■ **OBIETTIVO**
Filtra le voci riportate qui sotto e copia ogni riga che contiene la parola "building".
-- -- --
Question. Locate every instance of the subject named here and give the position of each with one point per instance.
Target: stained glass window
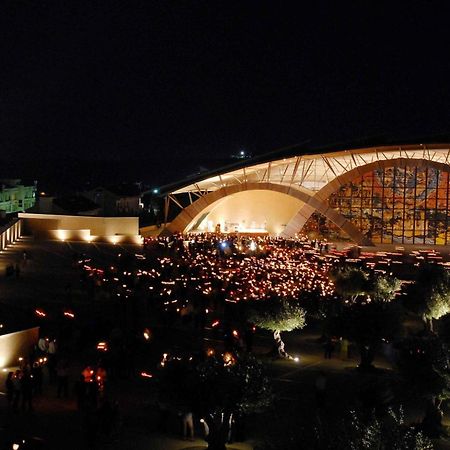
(398, 205)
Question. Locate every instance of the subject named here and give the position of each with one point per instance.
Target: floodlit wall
(82, 228)
(10, 233)
(251, 211)
(17, 345)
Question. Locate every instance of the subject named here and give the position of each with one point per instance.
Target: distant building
(119, 200)
(16, 197)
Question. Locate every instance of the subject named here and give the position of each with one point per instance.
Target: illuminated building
(15, 197)
(392, 194)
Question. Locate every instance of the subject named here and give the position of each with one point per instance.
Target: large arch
(321, 196)
(193, 212)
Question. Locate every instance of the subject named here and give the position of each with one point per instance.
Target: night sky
(166, 81)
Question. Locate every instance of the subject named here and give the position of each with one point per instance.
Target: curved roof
(310, 167)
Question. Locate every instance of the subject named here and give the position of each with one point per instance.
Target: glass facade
(398, 205)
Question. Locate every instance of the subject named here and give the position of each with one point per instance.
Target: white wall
(253, 209)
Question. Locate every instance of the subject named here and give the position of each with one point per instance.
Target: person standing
(17, 389)
(27, 390)
(188, 425)
(9, 384)
(62, 377)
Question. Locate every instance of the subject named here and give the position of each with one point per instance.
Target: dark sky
(166, 79)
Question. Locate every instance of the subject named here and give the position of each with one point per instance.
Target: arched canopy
(310, 178)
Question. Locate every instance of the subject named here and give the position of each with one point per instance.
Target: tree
(350, 282)
(368, 323)
(368, 314)
(353, 432)
(278, 315)
(218, 389)
(429, 295)
(384, 288)
(423, 363)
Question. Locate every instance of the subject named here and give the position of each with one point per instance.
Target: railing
(10, 232)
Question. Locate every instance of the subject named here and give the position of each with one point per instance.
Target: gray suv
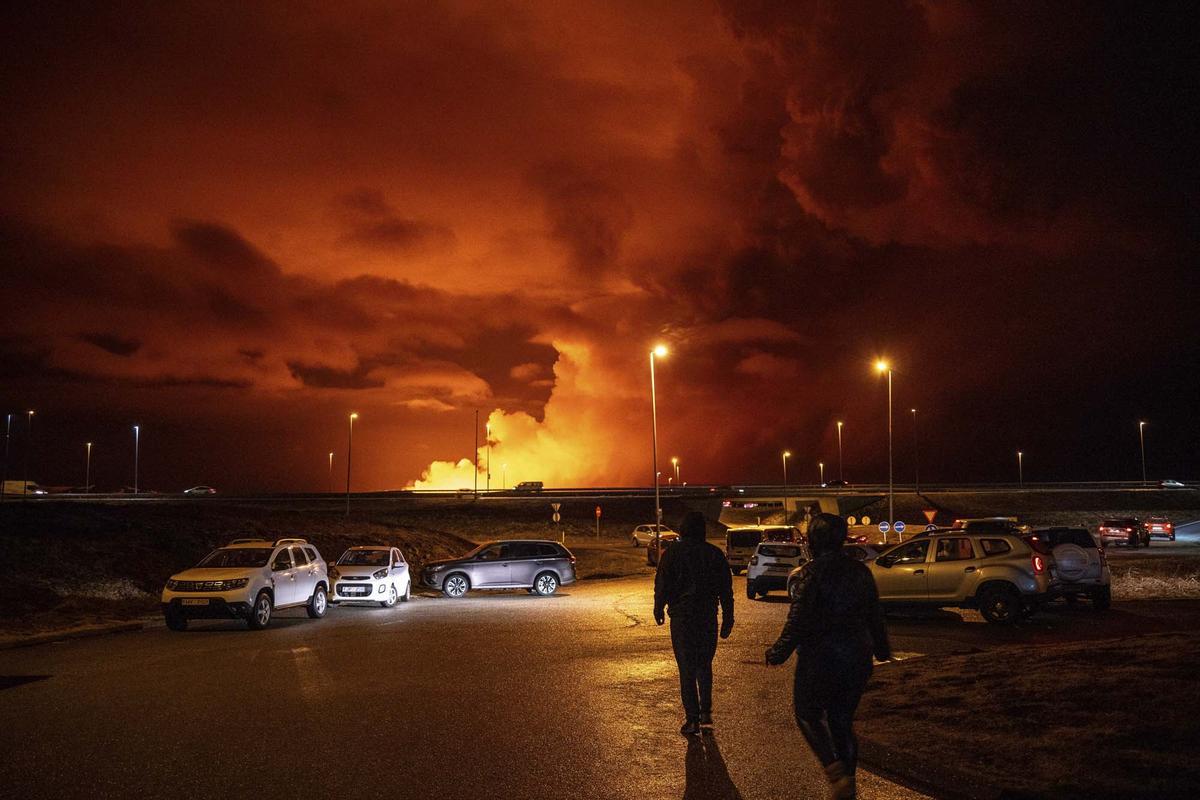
-- -- --
■ **RISPOSTA FINALE**
Target: distant building
Target: illuminated building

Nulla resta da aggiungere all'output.